## Activity
Pictures are not part of the copy. Reproduce all the records exactly.

┌─ Records provided

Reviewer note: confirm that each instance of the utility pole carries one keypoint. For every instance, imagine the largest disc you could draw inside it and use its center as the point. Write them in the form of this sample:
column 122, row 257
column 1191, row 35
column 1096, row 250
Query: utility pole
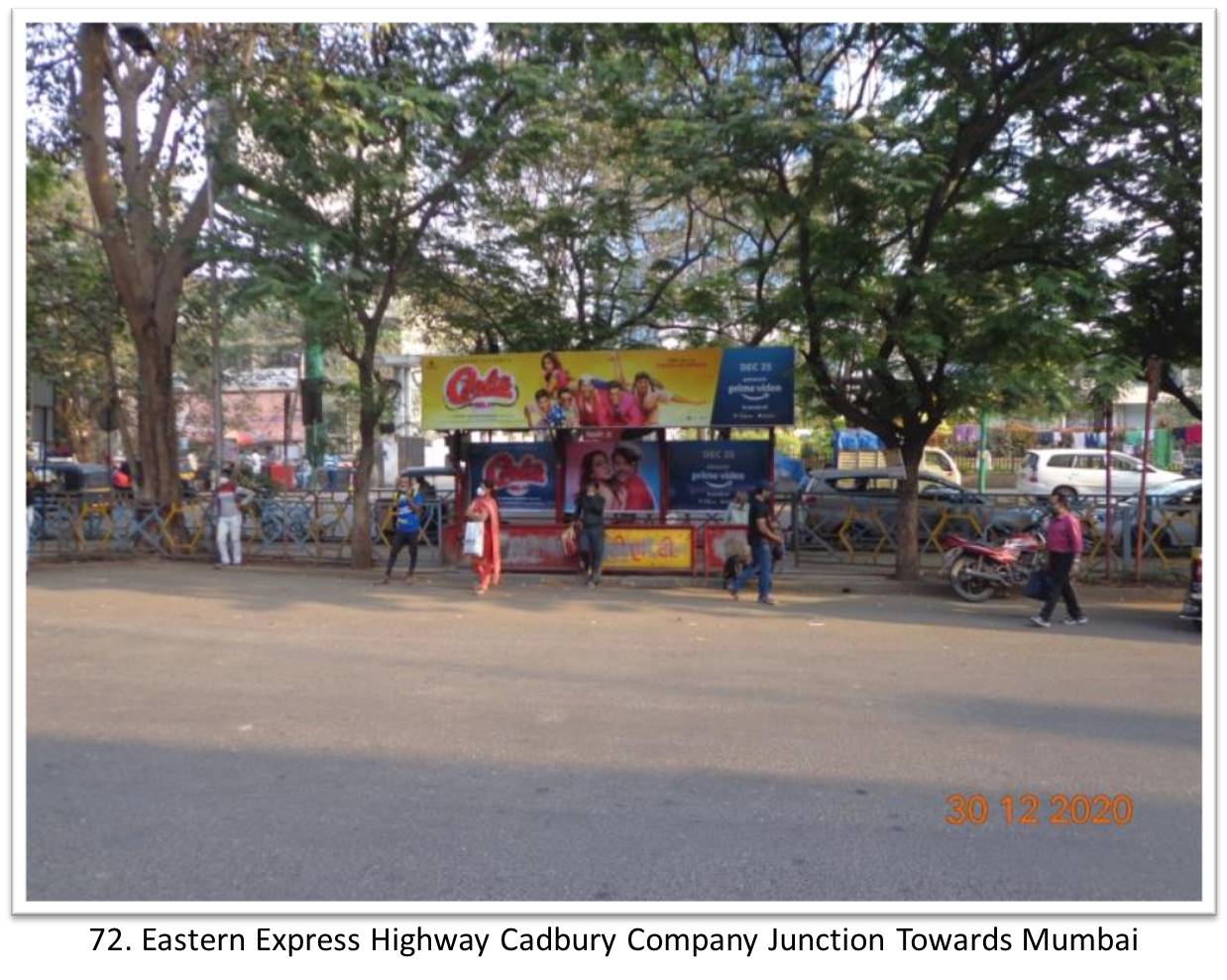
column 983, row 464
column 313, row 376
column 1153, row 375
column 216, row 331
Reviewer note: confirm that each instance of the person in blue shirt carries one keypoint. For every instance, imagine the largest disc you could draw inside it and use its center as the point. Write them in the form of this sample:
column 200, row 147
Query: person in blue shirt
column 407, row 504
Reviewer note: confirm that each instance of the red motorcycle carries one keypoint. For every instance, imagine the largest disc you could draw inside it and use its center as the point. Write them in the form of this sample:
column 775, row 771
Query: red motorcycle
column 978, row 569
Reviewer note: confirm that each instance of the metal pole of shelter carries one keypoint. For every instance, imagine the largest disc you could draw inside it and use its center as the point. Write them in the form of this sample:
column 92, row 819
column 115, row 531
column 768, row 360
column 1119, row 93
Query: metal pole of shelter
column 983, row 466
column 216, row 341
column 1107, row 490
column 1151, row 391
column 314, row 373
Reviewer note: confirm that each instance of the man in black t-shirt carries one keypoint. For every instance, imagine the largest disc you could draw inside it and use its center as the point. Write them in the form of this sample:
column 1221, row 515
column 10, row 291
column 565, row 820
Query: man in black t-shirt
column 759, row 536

└─

## Output below
Reviewer note: confirm that each instance of the utility pole carries one keypoint. For every instance, imagine the largest disc you could draw inside it and use its center as the point. Write them in the form of this sample:
column 122, row 257
column 1191, row 35
column 1096, row 250
Query: utility pole
column 983, row 464
column 313, row 376
column 1153, row 375
column 216, row 331
Reviewer note: confirm that each instance of the person in blue shirt carries one keypoint. For every instance, imagine the largest disc you could draw inside it and use its center as the point. Write them in the form of this sample:
column 200, row 147
Query: person in blue shirt
column 407, row 504
Reviewer note: confirm that each instance of the red motorcycle carries one keypoint. For every instance, imagine the largest disc you could draw inside it and use its center as the point. Write them in the form of this sample:
column 775, row 771
Query: red motorcycle
column 978, row 569
Reviewer note: confirm that each instance of the metal pole of shelter carries one keypoint. For every instance, imagine the largest disc you could draw inside it and use its center as the point. Write them in the form of this sample:
column 92, row 819
column 115, row 531
column 768, row 360
column 1119, row 93
Query: metal pole of shelter
column 983, row 466
column 216, row 341
column 1107, row 490
column 1151, row 391
column 314, row 373
Reviewer note: confirm that each instance of the man in black t-shirt carries one keypoint. For every instance, imagine the largest disc you could draw inside it and use its center as the point. Write them in the form of this sample:
column 1221, row 515
column 10, row 291
column 565, row 820
Query: man in black t-shirt
column 759, row 536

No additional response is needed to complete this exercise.